PROBLEM STATEMENT: Could you please return each line of the data that has the word "closing"?

MATERIAL PROVIDED:
○ ○ ○ ○
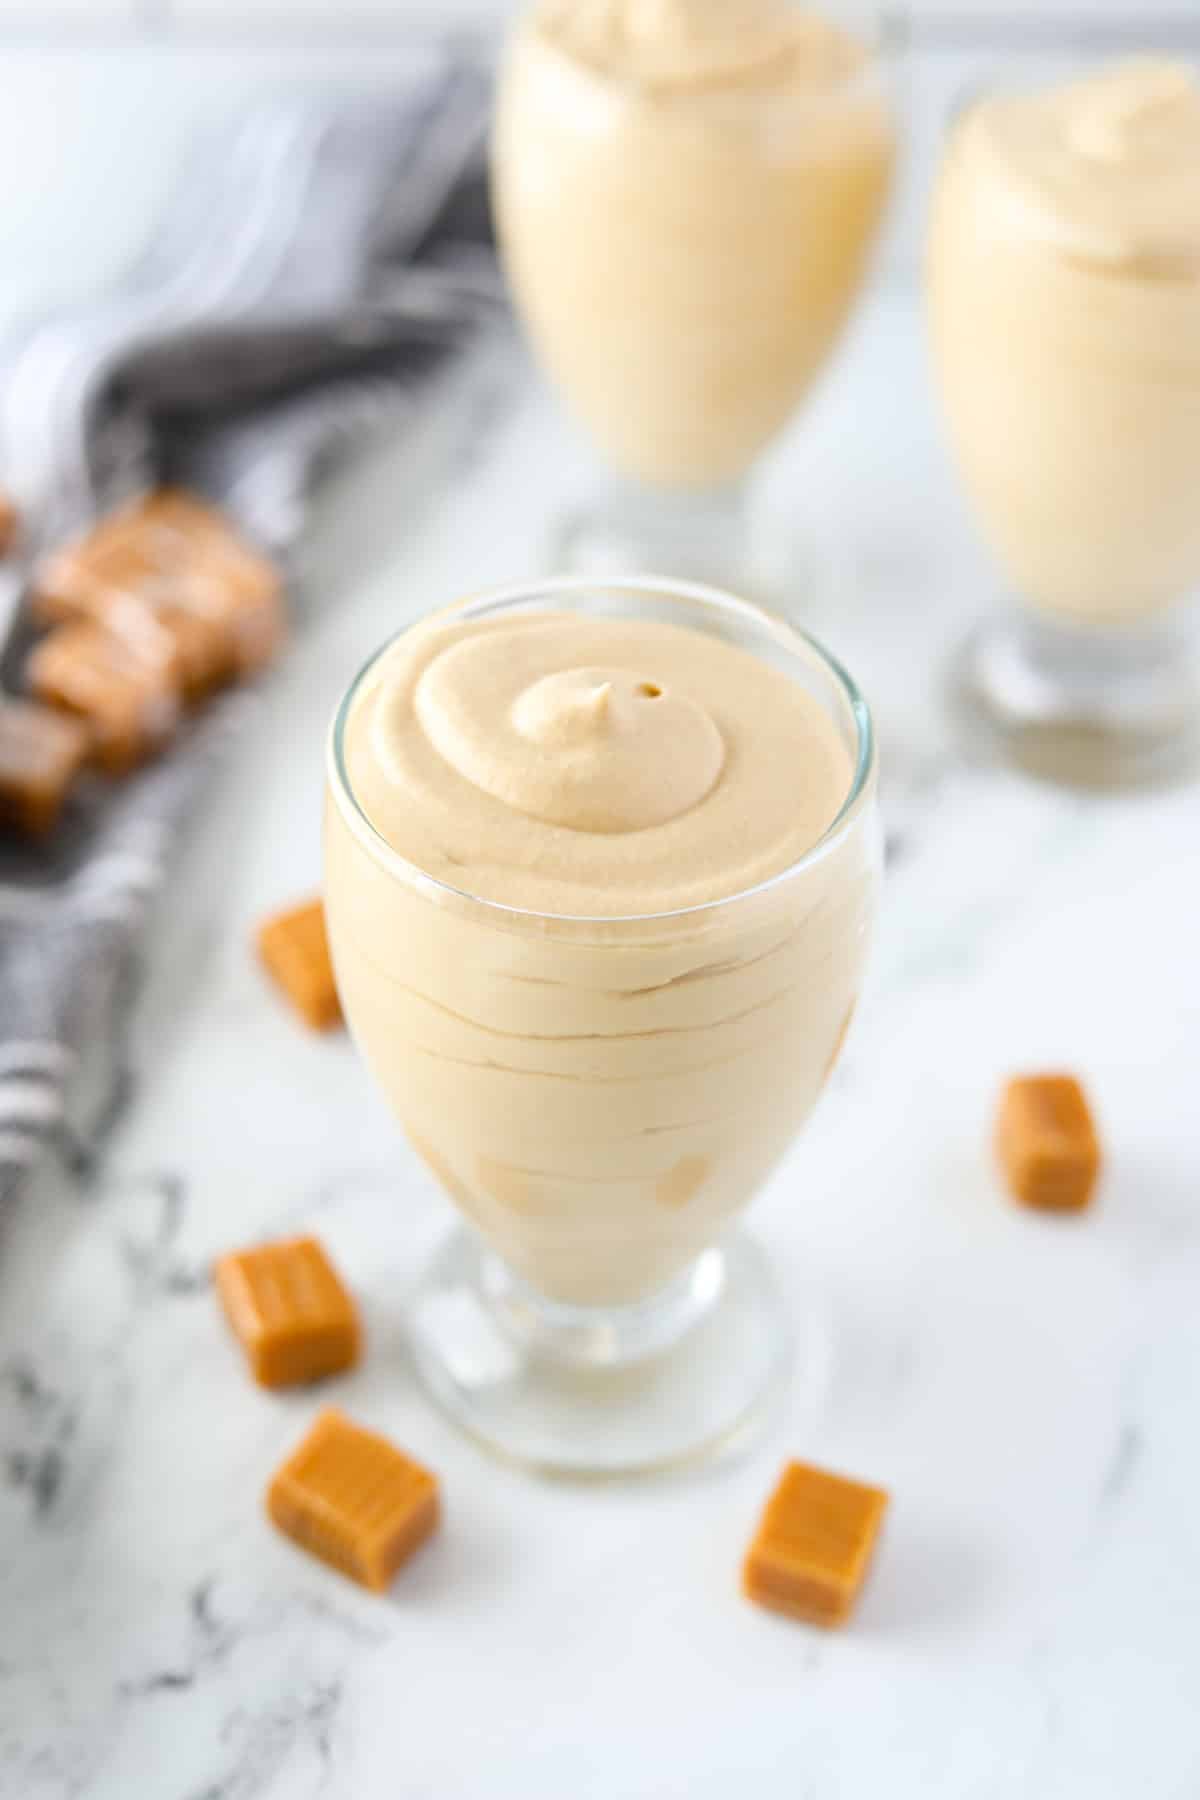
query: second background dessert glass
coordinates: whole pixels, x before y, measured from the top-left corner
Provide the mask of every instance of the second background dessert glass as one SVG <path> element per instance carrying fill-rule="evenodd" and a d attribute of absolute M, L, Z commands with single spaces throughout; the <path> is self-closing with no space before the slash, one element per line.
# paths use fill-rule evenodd
<path fill-rule="evenodd" d="M 541 0 L 493 195 L 535 352 L 613 471 L 557 565 L 745 587 L 746 480 L 862 286 L 894 152 L 873 8 Z"/>
<path fill-rule="evenodd" d="M 942 408 L 1016 601 L 956 685 L 1002 756 L 1115 786 L 1200 737 L 1200 80 L 1056 74 L 959 110 L 934 200 Z"/>

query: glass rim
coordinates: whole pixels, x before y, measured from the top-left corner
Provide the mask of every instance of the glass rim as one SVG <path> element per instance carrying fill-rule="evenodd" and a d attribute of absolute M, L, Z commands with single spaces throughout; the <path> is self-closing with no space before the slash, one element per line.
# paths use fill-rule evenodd
<path fill-rule="evenodd" d="M 847 711 L 854 724 L 855 758 L 850 785 L 840 807 L 830 820 L 821 836 L 803 855 L 796 857 L 786 867 L 778 869 L 774 875 L 766 876 L 762 881 L 750 887 L 738 888 L 732 894 L 722 894 L 715 900 L 700 900 L 688 906 L 670 907 L 666 911 L 642 913 L 559 913 L 542 912 L 536 907 L 510 906 L 503 900 L 491 900 L 486 895 L 474 894 L 469 888 L 456 887 L 453 882 L 443 881 L 440 876 L 431 875 L 428 869 L 422 869 L 419 863 L 410 862 L 394 845 L 390 844 L 382 832 L 372 823 L 364 811 L 357 794 L 354 792 L 349 771 L 346 768 L 345 738 L 346 724 L 351 708 L 361 693 L 364 683 L 372 670 L 387 655 L 393 644 L 406 637 L 422 625 L 434 620 L 452 620 L 461 616 L 470 618 L 475 614 L 486 614 L 492 609 L 517 606 L 523 601 L 553 599 L 559 595 L 587 593 L 618 593 L 626 595 L 655 594 L 666 599 L 695 600 L 714 610 L 733 614 L 777 638 L 784 648 L 799 647 L 811 656 L 833 678 L 846 704 Z M 789 644 L 788 640 L 791 640 Z M 777 613 L 765 607 L 756 606 L 753 601 L 742 600 L 736 594 L 728 593 L 723 588 L 709 587 L 698 581 L 676 581 L 664 575 L 551 575 L 540 581 L 521 581 L 508 583 L 502 587 L 484 588 L 469 594 L 450 606 L 439 607 L 434 612 L 422 613 L 417 619 L 400 626 L 397 631 L 371 652 L 358 673 L 347 687 L 333 715 L 326 740 L 326 764 L 330 791 L 333 793 L 338 807 L 350 829 L 361 839 L 365 837 L 365 847 L 385 867 L 390 867 L 408 884 L 421 886 L 428 883 L 440 893 L 446 894 L 468 906 L 482 907 L 498 918 L 533 919 L 556 925 L 648 925 L 661 923 L 671 919 L 681 919 L 699 913 L 712 913 L 724 907 L 734 906 L 745 900 L 769 893 L 773 888 L 782 887 L 786 882 L 799 875 L 801 871 L 824 861 L 830 852 L 845 838 L 851 826 L 858 818 L 863 803 L 870 790 L 871 778 L 876 767 L 875 726 L 871 710 L 853 676 L 838 661 L 833 653 L 825 648 L 810 632 L 799 625 L 793 625 Z"/>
○ ○ ○ ○
SOLUTION TO THE EXERCISE:
Provide the mask of every instance of the second background dessert glass as one SVG <path> element per instance carrying fill-rule="evenodd" and a d attribute of absolute M, L, Z commands with single spaces throughout; the <path> is self-closing with no space before the slash, one element per line.
Provide the mask of every instance of the glass rim as one SVG <path> element per instance carrying fill-rule="evenodd" and a d attribute of absolute M, L, Z commands with single spaces throughout; the <path> is self-closing with no space before the slash, one element per line.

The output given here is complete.